Copy word for word the part of the listing below that opens with the line containing "Subject = tent pole" and closes with the line containing "top-left (0, 0), bottom-right (53, 274)", including both of those lines.

★ ★ ★ ★

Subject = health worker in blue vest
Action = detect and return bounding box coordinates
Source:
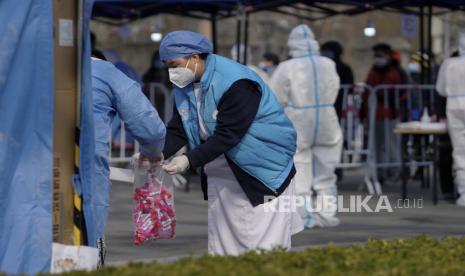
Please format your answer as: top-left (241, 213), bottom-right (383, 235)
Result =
top-left (160, 31), bottom-right (303, 255)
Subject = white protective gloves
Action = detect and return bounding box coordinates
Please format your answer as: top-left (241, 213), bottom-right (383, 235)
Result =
top-left (163, 155), bottom-right (190, 174)
top-left (131, 153), bottom-right (164, 169)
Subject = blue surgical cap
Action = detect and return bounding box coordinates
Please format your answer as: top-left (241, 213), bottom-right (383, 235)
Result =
top-left (160, 31), bottom-right (213, 61)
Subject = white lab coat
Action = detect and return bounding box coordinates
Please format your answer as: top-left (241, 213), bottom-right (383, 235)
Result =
top-left (271, 25), bottom-right (342, 227)
top-left (191, 84), bottom-right (303, 255)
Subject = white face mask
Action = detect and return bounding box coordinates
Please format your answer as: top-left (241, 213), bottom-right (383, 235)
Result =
top-left (168, 58), bottom-right (197, 88)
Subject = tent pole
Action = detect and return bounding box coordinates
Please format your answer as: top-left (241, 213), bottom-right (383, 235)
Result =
top-left (420, 6), bottom-right (425, 84)
top-left (244, 12), bottom-right (250, 65)
top-left (210, 13), bottom-right (218, 54)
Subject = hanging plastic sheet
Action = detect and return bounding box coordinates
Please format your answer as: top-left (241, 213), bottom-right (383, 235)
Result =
top-left (0, 0), bottom-right (53, 274)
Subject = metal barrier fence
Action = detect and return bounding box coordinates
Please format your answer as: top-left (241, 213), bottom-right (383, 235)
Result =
top-left (368, 85), bottom-right (435, 192)
top-left (110, 83), bottom-right (174, 164)
top-left (110, 83), bottom-right (435, 194)
top-left (337, 84), bottom-right (381, 194)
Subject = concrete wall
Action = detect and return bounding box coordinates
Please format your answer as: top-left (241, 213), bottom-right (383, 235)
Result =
top-left (91, 11), bottom-right (465, 81)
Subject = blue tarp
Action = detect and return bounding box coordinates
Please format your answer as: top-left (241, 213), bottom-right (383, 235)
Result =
top-left (0, 0), bottom-right (94, 274)
top-left (0, 0), bottom-right (53, 273)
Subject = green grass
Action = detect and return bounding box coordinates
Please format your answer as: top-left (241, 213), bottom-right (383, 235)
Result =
top-left (59, 236), bottom-right (465, 276)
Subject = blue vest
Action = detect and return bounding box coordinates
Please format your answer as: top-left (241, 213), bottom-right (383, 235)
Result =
top-left (174, 54), bottom-right (297, 191)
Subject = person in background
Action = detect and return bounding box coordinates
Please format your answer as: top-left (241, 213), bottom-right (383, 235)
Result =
top-left (160, 31), bottom-right (303, 255)
top-left (434, 51), bottom-right (460, 201)
top-left (436, 32), bottom-right (465, 207)
top-left (271, 25), bottom-right (343, 228)
top-left (258, 52), bottom-right (279, 78)
top-left (321, 41), bottom-right (354, 181)
top-left (89, 54), bottom-right (166, 265)
top-left (362, 43), bottom-right (406, 182)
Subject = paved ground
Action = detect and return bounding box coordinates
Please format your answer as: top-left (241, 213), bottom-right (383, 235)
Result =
top-left (106, 168), bottom-right (465, 264)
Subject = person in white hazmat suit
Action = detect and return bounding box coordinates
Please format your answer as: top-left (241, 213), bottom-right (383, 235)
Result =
top-left (271, 25), bottom-right (342, 228)
top-left (436, 32), bottom-right (465, 207)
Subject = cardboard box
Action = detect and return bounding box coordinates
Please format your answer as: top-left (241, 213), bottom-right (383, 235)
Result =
top-left (52, 0), bottom-right (78, 245)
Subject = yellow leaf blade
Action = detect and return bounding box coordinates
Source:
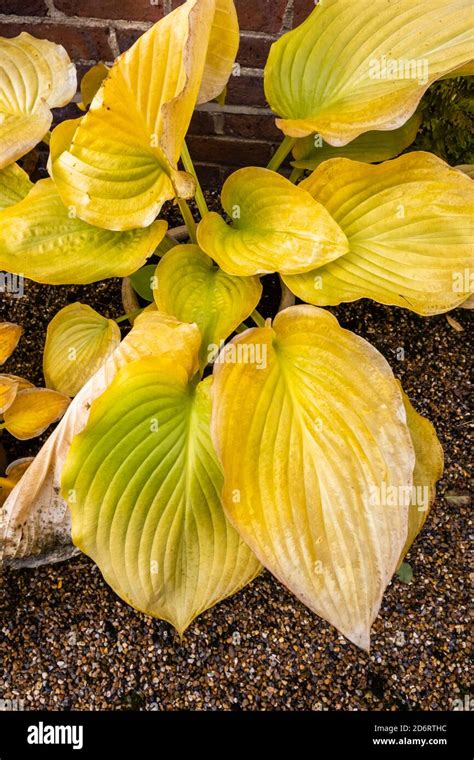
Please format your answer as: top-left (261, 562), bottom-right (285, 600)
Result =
top-left (153, 245), bottom-right (262, 366)
top-left (43, 303), bottom-right (120, 396)
top-left (52, 0), bottom-right (215, 230)
top-left (0, 179), bottom-right (168, 285)
top-left (399, 384), bottom-right (444, 566)
top-left (63, 359), bottom-right (260, 634)
top-left (0, 375), bottom-right (18, 414)
top-left (284, 152), bottom-right (474, 316)
top-left (211, 305), bottom-right (414, 649)
top-left (291, 114), bottom-right (422, 170)
top-left (0, 322), bottom-right (23, 366)
top-left (0, 32), bottom-right (77, 169)
top-left (197, 167), bottom-right (348, 277)
top-left (0, 164), bottom-right (33, 211)
top-left (4, 388), bottom-right (70, 441)
top-left (265, 0), bottom-right (473, 146)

★ ★ ★ ★

Correct output =
Subject = tent pole
Action = detect and return bounding box coordinates
Please format your answer as: top-left (241, 213), bottom-right (383, 235)
Result =
top-left (420, 6), bottom-right (425, 84)
top-left (244, 12), bottom-right (250, 65)
top-left (210, 13), bottom-right (218, 54)
Subject = hanging plastic sheet
Action = detect and return bounding box coordinates
Please format your answer as: top-left (241, 213), bottom-right (383, 235)
Result =
top-left (0, 0), bottom-right (53, 274)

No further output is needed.